● Exercise aim: Reproduce the listing that follows in full. Omit its images.

● Supplied material:
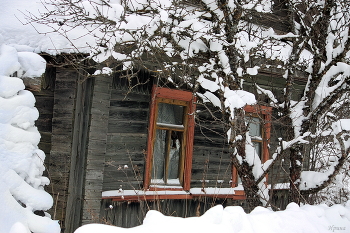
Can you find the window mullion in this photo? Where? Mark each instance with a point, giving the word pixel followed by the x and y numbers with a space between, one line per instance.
pixel 167 155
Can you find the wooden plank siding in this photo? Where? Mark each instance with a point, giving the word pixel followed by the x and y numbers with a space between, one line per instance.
pixel 126 140
pixel 96 149
pixel 61 139
pixel 95 136
pixel 82 109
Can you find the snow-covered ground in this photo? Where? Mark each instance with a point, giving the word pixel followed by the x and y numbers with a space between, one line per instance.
pixel 295 219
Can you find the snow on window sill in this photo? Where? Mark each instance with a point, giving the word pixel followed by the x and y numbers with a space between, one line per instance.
pixel 161 193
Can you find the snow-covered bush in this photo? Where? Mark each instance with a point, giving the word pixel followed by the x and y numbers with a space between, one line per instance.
pixel 21 162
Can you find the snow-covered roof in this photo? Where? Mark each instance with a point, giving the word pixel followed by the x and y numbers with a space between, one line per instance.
pixel 17 32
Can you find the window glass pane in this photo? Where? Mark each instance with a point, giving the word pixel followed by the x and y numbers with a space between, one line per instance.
pixel 159 155
pixel 174 155
pixel 254 126
pixel 166 155
pixel 257 147
pixel 170 114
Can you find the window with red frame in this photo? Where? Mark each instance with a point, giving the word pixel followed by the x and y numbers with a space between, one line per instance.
pixel 259 123
pixel 170 139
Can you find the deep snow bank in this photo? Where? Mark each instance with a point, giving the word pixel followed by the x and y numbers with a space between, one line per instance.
pixel 308 219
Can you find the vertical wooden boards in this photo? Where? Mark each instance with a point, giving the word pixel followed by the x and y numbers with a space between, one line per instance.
pixel 78 156
pixel 61 139
pixel 126 140
pixel 96 148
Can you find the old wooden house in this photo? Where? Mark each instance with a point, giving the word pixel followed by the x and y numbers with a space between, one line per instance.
pixel 114 152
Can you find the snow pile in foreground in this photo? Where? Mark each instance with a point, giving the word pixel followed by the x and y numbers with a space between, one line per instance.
pixel 294 219
pixel 21 162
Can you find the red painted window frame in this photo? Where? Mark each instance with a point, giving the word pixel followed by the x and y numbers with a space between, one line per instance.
pixel 265 113
pixel 166 93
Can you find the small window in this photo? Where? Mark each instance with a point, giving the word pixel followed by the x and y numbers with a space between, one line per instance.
pixel 258 119
pixel 170 139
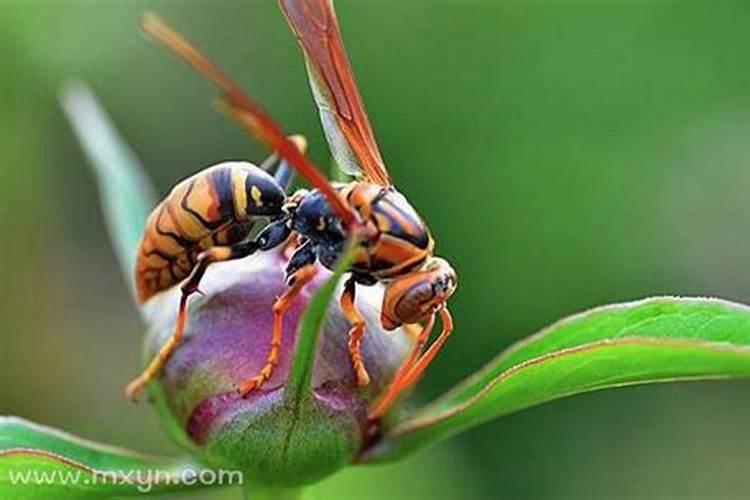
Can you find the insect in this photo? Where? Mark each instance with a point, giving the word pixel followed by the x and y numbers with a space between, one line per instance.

● Your solution:
Can you find the window mullion in this photo? Where? Mark each instance with a point, giving the word pixel followed by the x and y numbers with a space between, one line per instance.
pixel 167 155
Can you find the wooden plank siding in this photo? Where? Mark each instance with a point, giving the word pixel followed by the x and y numbers with a space between, one line per instance.
pixel 126 140
pixel 96 149
pixel 61 139
pixel 95 136
pixel 82 109
Can you find the snow-covered ground in this photo? Where? Mark each instance with a point, giving the word pixel followed by the x and y numbers with a space between, one line per instance.
pixel 295 219
Can you find the snow on window sill in this photo? Where? Mark each instance with a point, giving the word pixel followed by the x and y numbers with a space between, one line per instance.
pixel 161 193
Can you find the snow-covered bush in this photo? Where? Mark each instance with a point, giving the word pixel followed by the x and y numbers with a space between, one line per instance.
pixel 21 162
Can you find the snow-covered roof in this photo? Where? Mark each instance with a point, giving the word pixel followed by the x and y numbers with a space between, one line per instance.
pixel 17 32
Can you find the window glass pane in this photo? Where? Mark each instance with a point, giving the word pixel followed by the x and y numbers with a space between, one line per instance.
pixel 159 155
pixel 174 155
pixel 254 126
pixel 166 155
pixel 257 147
pixel 170 114
Can you find the window with red frame in this photo? Where? Mark each instance with a point, giving the word pixel followed by the x and y numbers with a space between, one line per instance.
pixel 259 123
pixel 170 139
Can you find the deep snow bank in this photo? Where? Mark each instance with a point, giving the word pixel followed by the x and y numbers with a space between, one line per instance.
pixel 308 219
Can you find the vertical wooden boards in this photo? Where? Mark each instance with a point, giving the word pixel followed by the x and y numbers with a space between, one line per instance.
pixel 78 156
pixel 61 139
pixel 126 140
pixel 96 148
Can you find the old wooden house in this photo? Where? Mark each instance with a point, giving the word pixel followed by the x and y numbers with a space between, one line per instance.
pixel 114 152
Can you find the snow pile in foreground in this photo? Where? Mark each instance with a point, giving the word pixel followed by the x and y numbers with a space between, one line per instance.
pixel 294 219
pixel 21 162
Can you find the red painted window frame in this photo? Where? Mark each instance with a point, giving the word pixel followed by the x and y numbers with a space between, one line per instance.
pixel 265 113
pixel 166 93
Can you find the small window in this photo? Where? Mark each instance with a point, giving the word pixel followed by the x and y numbers with a space between, one line per instance.
pixel 258 119
pixel 170 139
Can you find the insect in this photo? Where? Mark each instance with a point, giving the word pixel followed by the x and y numbers with a space between, one line per instance.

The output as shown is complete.